▸ **Source data**

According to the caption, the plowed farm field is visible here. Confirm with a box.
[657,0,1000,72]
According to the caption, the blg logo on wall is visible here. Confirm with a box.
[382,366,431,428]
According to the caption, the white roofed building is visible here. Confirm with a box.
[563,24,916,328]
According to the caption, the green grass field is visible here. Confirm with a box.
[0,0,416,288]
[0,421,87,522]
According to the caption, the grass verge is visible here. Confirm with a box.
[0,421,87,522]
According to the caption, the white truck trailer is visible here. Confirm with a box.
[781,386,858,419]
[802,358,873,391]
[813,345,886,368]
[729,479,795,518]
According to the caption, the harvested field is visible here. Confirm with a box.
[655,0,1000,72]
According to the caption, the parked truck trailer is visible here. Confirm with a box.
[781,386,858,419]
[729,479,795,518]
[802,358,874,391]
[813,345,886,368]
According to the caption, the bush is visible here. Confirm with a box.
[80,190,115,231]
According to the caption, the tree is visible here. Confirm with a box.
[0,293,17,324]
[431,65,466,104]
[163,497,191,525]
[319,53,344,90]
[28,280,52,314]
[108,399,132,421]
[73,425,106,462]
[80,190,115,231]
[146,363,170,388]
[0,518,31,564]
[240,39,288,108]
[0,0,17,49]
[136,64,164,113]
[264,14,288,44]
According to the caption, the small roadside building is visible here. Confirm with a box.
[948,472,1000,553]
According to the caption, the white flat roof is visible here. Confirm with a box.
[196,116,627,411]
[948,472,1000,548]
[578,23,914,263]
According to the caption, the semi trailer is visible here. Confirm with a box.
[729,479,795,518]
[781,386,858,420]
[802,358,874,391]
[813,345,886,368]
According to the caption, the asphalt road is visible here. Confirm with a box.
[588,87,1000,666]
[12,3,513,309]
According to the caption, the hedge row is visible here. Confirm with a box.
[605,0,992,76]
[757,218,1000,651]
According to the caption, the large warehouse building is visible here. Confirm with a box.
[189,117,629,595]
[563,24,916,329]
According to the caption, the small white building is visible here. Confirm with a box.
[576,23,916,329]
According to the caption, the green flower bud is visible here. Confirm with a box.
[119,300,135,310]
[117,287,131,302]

▸ **The request**
Rewrite the records above, replacing "Confirm with a box" with "Mark it with a box" wherever it occurs and leaving everything else unchanged.

▸ **Answer in full**
According to the caption, the plowed farm field is visible here. Mark it with a box.
[657,0,1000,72]
According to the caption, the blg logo on wall is visible here. Mark it with a box.
[382,366,431,428]
According to the caption, the white roofed building is visible here. Mark it with a box.
[563,24,916,328]
According to the caption, the green grass field is visible here. Mark it with a box.
[0,0,416,288]
[0,421,87,522]
According to the caption, the grass verge is visible here. Mark it with a box.
[0,421,87,522]
According to the caption, the white truck trailer is visible here. Mark it with a box.
[781,386,858,419]
[802,358,873,391]
[813,345,886,368]
[729,479,795,518]
According to the caption, the harvested field is visible here. Mark it with a box.
[655,0,1000,72]
According to the caption, the parked truck trailer is visible here. Mark it with a box.
[781,386,858,419]
[729,479,795,518]
[802,358,874,391]
[813,345,886,368]
According to the caption, the bush is visible here. Mark it with a box.
[80,190,115,231]
According to the caption, the tree is visible here. Mark it with a box.
[0,293,17,324]
[431,65,466,104]
[163,497,191,525]
[319,53,344,90]
[28,280,52,314]
[108,399,132,421]
[73,425,106,462]
[80,190,115,231]
[146,363,170,388]
[0,518,31,564]
[240,39,288,108]
[0,0,17,49]
[136,64,164,113]
[264,14,288,44]
According to the caption, the small roadside building is visible here. Mark it with a box.
[948,472,1000,553]
According to the caption, the white flat roof is visible here. Mark it with a box.
[196,116,627,411]
[948,472,1000,548]
[578,23,914,263]
According to the caption, the semi trailer is visible here. Mark it with a box.
[729,479,795,518]
[781,386,858,420]
[802,358,874,391]
[813,345,886,368]
According to the caption, the asphalt road is visible here. Mark it with a box.
[588,87,1000,666]
[12,3,513,309]
According to the caption, the hedge row is visible here. Mark it with a box.
[605,0,992,76]
[757,218,1000,651]
According to the caption, the large warehouse building is visible here. Mark it with a box.
[189,117,629,595]
[563,24,916,329]
According to the caption, the small white building is visible here. Mark it with a box.
[576,23,916,329]
According to the caption, the green flower bud is visible here. Mark it with a box.
[119,300,135,310]
[117,287,131,302]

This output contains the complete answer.